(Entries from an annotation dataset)
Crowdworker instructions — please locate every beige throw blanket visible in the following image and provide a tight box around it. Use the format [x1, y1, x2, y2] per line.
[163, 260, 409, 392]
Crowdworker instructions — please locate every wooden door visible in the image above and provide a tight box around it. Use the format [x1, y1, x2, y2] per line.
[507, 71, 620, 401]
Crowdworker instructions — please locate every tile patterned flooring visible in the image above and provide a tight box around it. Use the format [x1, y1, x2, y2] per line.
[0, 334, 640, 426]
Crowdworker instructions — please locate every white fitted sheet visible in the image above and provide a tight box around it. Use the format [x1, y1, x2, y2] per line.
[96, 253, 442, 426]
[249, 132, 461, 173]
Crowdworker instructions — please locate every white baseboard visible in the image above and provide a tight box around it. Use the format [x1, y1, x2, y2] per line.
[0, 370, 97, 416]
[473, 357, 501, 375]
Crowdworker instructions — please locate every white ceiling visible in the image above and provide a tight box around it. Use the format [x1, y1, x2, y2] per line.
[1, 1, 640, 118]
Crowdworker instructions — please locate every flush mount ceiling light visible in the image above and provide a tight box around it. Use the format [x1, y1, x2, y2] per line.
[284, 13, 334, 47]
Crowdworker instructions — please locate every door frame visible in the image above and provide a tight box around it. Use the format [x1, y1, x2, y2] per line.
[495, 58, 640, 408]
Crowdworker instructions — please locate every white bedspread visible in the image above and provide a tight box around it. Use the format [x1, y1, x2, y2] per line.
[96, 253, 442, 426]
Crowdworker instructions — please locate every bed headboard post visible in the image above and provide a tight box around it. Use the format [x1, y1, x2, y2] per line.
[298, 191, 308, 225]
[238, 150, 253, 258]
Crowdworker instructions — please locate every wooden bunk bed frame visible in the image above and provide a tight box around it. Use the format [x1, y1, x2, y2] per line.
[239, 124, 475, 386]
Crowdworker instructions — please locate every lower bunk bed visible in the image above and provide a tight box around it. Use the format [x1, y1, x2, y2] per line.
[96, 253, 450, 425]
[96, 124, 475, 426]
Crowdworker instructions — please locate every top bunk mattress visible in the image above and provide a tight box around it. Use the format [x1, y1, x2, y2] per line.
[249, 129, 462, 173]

*GOAL OF THE EXERCISE:*
Gather every line of the data above that contains the string "wooden". Treat uppercase and lowercase as different.

*ANSWER TO THIS TASK:*
Crowdworker instructions — please locate every wooden door visible in the image above and provide a tight box around it. Use the format [x1, y1, x2, y2] per line.
Crowdworker instructions — please locate every wooden bunk bed frame visible in the image above and provide a tight box around it. Use the format [x1, y1, x2, y2] per line.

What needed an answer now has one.